WORK TO COMPLETE: Filter by the string "below": return the lines of the material that contain it.

DATA UNDER STUDY:
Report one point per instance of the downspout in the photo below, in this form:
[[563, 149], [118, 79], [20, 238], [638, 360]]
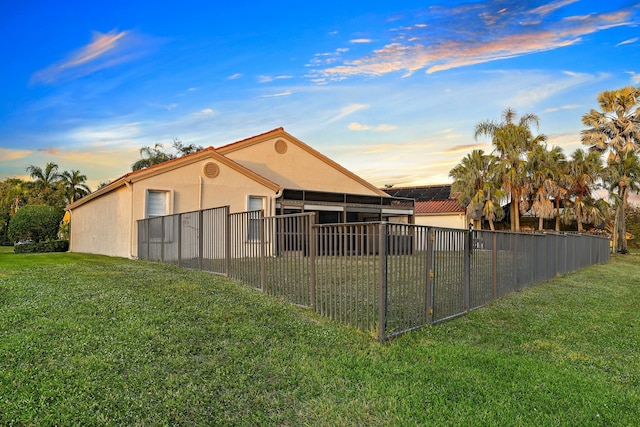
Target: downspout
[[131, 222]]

---

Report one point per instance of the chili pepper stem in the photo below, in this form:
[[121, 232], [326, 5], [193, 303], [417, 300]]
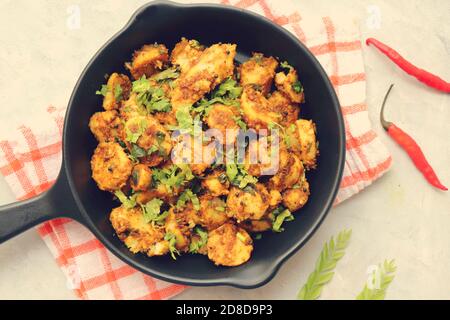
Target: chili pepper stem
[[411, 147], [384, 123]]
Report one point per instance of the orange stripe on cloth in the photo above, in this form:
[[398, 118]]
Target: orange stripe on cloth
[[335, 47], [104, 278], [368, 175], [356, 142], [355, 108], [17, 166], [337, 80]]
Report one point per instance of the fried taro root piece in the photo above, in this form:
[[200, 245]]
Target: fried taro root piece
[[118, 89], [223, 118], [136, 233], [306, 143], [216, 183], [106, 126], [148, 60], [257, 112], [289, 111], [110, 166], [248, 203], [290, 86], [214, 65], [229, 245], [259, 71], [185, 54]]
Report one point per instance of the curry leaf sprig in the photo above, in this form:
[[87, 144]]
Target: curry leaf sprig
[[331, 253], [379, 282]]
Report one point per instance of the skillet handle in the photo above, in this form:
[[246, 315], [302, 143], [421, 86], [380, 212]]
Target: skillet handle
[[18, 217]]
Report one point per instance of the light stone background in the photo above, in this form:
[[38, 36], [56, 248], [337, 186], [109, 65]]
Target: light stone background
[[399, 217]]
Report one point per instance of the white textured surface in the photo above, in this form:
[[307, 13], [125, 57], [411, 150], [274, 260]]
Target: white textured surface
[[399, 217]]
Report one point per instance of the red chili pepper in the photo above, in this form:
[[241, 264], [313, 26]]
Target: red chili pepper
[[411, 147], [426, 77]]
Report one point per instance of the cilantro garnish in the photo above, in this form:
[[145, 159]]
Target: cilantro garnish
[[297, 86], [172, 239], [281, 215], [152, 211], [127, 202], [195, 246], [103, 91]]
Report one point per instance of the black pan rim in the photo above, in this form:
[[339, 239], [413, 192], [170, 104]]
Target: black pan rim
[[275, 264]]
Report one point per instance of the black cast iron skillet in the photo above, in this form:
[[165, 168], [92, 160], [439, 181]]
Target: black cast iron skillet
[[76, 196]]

RESPONSE TO THE EXERCISE:
Report one point per instance of the downspout in the photo below, in this form:
Report one point per instance of the chili pepper stem in the photo below, in this form:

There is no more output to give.